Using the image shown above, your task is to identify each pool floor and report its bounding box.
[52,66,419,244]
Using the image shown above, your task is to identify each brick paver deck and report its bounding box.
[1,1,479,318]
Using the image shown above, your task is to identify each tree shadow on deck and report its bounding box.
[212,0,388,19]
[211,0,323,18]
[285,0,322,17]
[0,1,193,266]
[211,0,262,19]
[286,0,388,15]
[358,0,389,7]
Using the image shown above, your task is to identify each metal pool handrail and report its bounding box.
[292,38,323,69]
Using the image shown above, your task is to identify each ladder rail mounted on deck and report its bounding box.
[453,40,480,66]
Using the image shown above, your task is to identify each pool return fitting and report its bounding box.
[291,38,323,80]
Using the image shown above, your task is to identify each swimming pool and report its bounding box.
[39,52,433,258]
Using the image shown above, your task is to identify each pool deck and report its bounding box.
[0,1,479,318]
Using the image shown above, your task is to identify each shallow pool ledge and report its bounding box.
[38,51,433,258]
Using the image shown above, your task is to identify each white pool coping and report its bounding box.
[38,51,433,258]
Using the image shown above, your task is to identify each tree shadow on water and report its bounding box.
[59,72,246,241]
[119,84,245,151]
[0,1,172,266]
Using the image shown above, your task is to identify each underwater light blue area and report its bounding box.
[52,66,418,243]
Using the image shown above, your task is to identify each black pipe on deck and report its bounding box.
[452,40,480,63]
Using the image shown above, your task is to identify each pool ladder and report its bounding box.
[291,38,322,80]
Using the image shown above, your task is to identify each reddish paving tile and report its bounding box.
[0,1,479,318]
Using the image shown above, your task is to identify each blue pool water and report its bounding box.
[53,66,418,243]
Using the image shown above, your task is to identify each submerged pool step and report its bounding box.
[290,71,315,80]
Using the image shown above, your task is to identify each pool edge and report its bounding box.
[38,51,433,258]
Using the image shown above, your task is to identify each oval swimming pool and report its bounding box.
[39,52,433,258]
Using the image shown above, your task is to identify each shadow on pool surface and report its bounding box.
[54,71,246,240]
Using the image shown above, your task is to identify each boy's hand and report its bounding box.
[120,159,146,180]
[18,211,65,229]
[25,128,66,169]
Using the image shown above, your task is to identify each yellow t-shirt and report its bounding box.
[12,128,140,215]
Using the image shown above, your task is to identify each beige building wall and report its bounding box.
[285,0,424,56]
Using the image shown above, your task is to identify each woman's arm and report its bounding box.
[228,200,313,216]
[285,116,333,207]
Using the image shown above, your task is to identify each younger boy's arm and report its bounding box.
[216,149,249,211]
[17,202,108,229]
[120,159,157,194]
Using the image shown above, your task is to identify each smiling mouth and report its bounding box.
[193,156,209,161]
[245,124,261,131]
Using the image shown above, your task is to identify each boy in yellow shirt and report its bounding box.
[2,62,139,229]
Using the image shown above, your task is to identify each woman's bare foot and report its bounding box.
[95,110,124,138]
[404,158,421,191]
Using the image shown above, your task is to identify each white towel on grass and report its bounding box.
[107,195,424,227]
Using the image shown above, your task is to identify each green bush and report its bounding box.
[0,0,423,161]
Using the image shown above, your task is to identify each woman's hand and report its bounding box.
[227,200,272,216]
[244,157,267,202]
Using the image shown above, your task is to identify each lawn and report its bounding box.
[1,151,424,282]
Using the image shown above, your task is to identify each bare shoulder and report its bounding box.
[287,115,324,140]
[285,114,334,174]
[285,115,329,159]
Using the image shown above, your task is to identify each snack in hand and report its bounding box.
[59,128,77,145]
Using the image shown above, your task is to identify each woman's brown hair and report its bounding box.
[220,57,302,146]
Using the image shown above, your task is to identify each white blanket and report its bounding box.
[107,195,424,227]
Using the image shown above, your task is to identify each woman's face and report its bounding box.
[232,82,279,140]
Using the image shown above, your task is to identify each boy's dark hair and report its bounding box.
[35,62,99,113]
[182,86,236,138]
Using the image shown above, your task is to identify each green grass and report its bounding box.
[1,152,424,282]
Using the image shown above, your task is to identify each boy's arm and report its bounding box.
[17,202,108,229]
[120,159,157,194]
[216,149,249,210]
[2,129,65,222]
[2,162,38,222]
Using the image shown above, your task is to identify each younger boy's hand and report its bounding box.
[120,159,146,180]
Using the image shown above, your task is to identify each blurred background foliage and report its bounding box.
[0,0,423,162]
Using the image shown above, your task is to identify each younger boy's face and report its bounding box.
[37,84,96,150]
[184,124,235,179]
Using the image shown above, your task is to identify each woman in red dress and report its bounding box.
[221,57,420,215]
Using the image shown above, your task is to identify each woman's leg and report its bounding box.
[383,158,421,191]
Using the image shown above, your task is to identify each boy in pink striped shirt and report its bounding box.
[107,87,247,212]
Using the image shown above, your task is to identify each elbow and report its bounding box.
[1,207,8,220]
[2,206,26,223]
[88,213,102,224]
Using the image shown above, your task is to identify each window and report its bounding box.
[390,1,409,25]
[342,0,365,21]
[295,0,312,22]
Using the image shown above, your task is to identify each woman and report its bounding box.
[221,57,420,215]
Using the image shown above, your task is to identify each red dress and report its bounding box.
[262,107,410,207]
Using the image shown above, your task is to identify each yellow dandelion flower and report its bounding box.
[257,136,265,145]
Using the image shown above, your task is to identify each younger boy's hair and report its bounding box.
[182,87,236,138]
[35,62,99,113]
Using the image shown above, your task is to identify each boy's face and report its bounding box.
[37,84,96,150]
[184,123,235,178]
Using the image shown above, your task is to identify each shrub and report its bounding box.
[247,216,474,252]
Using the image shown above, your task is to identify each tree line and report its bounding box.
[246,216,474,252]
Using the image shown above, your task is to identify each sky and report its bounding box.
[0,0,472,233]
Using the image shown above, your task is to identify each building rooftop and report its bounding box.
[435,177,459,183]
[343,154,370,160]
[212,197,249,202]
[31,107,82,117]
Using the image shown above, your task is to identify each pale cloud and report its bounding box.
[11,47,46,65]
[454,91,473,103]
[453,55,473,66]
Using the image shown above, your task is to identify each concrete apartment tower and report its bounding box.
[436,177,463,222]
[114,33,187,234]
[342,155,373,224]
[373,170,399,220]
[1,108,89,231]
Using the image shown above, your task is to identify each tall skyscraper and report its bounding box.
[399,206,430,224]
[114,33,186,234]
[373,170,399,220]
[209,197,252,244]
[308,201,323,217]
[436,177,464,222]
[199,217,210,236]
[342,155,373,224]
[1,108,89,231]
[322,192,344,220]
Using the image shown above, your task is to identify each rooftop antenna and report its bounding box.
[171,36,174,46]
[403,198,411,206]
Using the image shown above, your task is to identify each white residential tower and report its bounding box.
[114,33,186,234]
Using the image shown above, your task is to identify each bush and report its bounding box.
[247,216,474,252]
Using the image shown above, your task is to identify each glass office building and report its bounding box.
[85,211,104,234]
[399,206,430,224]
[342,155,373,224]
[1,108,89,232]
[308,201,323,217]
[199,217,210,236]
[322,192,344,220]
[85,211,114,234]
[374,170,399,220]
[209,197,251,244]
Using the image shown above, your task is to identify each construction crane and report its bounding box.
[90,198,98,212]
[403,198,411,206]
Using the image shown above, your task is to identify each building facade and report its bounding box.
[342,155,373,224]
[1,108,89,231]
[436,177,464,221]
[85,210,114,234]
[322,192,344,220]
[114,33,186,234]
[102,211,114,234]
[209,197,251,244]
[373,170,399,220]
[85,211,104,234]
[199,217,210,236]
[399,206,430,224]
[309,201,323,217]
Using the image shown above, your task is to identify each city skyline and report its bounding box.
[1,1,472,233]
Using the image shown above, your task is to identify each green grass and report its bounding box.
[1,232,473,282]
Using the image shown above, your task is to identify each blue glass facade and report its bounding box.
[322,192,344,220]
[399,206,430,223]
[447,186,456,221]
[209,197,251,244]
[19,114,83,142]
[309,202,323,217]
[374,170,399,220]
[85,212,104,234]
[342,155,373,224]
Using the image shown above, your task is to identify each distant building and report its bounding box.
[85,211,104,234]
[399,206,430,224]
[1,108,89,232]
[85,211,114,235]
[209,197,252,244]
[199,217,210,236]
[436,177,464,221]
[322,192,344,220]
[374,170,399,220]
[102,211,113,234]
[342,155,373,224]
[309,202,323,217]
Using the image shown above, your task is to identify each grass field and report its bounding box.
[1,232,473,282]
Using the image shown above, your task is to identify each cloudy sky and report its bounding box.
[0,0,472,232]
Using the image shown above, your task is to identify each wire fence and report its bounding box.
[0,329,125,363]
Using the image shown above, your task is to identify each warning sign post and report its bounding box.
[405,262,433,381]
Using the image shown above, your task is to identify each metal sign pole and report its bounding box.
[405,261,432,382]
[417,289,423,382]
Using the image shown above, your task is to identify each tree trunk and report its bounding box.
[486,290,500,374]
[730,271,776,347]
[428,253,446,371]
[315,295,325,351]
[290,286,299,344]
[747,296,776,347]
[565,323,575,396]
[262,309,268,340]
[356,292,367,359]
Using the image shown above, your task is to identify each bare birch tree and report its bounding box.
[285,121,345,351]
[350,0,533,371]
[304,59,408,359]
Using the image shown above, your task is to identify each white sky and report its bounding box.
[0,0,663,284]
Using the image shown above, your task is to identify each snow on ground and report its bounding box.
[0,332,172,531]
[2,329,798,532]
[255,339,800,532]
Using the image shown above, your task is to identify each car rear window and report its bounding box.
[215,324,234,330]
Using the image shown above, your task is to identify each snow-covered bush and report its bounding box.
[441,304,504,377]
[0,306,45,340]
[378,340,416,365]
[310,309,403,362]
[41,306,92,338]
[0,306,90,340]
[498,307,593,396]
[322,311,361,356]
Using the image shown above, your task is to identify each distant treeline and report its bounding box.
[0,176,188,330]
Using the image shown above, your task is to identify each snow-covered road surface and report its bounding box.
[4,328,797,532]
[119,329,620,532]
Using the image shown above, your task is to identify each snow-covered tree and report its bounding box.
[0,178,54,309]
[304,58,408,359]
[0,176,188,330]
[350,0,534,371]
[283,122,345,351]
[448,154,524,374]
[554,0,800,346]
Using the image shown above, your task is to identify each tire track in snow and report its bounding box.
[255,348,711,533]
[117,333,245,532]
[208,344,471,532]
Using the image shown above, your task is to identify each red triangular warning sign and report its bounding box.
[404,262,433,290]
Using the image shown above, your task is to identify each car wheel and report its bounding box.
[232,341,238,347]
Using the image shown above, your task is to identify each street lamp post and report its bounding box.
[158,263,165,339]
--- --- ---
• [EXERCISE]: Nothing but the lines from the one containing "ground and report its bounding box." to the end of the entries belongs in the answer, and each must match exactly.

• [EXERCISE RESPONSE]:
Using the image shown above, your task is to identify each snow on ground and report its bounding box.
[0,332,172,531]
[2,329,798,532]
[255,339,800,532]
Using the image shown above, your task is to identify each car rear window and report its bounding box.
[215,324,234,330]
Using the image shown above, your task is to identify each snow-covered bush and report its bounding box.
[441,304,504,377]
[0,306,45,340]
[378,340,416,365]
[310,309,403,362]
[41,306,92,338]
[0,306,90,340]
[498,307,593,396]
[322,311,361,356]
Using the image shown above, your task is to identify each distant treeline and report its bounding box.
[0,176,188,330]
Using the image shown above, your task is to identify each snow-covered road surface and report its bounding box.
[4,328,797,532]
[119,329,620,532]
Using the image shown above, your task is to identify each snow-covered tree and report its bounding box.
[0,178,54,309]
[304,58,408,359]
[0,176,188,330]
[350,0,534,371]
[283,122,345,351]
[448,154,524,374]
[554,0,800,346]
Using the image shown above, your task is to identify each tire track in snow and report its bounding box.
[255,348,711,533]
[117,333,245,532]
[208,344,471,532]
Using the image shown above, your task is to identify each red triangular warning sign and report its bounding box.
[404,262,433,290]
Using the image shown above, your task is to identify each car wheel and report its bounding box.
[232,341,238,347]
Using the image shown above, your task is to identify each street lamp post and report its bounding box.
[158,263,165,339]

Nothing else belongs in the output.